(Data records)
******************************

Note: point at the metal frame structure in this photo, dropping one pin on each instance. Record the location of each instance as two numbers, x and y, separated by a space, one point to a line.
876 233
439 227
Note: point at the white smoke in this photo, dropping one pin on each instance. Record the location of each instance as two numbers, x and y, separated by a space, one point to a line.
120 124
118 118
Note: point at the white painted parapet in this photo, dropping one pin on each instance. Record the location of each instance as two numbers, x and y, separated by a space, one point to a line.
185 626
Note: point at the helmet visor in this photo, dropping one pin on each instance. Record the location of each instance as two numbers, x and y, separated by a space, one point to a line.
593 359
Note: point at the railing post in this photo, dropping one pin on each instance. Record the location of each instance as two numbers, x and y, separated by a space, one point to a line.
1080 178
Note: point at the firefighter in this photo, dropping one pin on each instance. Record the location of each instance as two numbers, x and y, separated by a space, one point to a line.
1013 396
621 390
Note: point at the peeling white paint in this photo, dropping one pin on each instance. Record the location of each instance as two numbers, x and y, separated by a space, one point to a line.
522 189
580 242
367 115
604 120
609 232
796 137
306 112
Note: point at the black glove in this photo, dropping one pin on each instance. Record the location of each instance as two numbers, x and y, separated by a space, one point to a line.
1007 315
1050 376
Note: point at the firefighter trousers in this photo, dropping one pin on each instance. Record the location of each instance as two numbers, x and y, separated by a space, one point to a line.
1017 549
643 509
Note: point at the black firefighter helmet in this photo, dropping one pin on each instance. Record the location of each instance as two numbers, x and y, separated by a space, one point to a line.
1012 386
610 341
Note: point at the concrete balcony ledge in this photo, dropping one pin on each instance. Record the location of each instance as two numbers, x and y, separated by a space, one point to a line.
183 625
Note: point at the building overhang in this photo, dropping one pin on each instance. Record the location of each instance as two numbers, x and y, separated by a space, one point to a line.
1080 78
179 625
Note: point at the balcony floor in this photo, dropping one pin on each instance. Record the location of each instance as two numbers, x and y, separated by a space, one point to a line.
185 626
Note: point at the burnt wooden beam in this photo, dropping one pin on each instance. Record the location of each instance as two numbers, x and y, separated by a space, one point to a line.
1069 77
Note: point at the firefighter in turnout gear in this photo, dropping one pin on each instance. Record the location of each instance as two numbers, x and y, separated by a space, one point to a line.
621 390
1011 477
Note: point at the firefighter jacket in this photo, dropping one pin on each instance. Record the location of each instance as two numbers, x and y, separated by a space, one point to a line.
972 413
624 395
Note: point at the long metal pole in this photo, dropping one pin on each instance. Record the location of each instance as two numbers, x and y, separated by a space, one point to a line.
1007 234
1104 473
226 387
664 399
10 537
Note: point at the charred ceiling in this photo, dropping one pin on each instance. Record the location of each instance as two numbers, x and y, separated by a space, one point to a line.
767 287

******************************

Write out, word for word, the line containing "Note: point at the firefighter jacket" and every line after it to the end of the data above.

Correct response:
Note: point at the firefighter jacket in this photo, dropping one pin on each instance. Record the location of each instance as two numbers, x and y, separated by a space, one point to a line.
972 413
624 395
Note: point at the long metal pole in this photo, dropping one pin on each instance. Record the location of each instance as two numbers, x and y, separated by a space, one point to a line.
1007 234
1104 473
226 387
664 399
10 537
Note: point at the charred ceiling in this photo, dropping one pin on each instance. Record the location of each instance as two numbers, x and y, separated by a space, one point to a line.
767 287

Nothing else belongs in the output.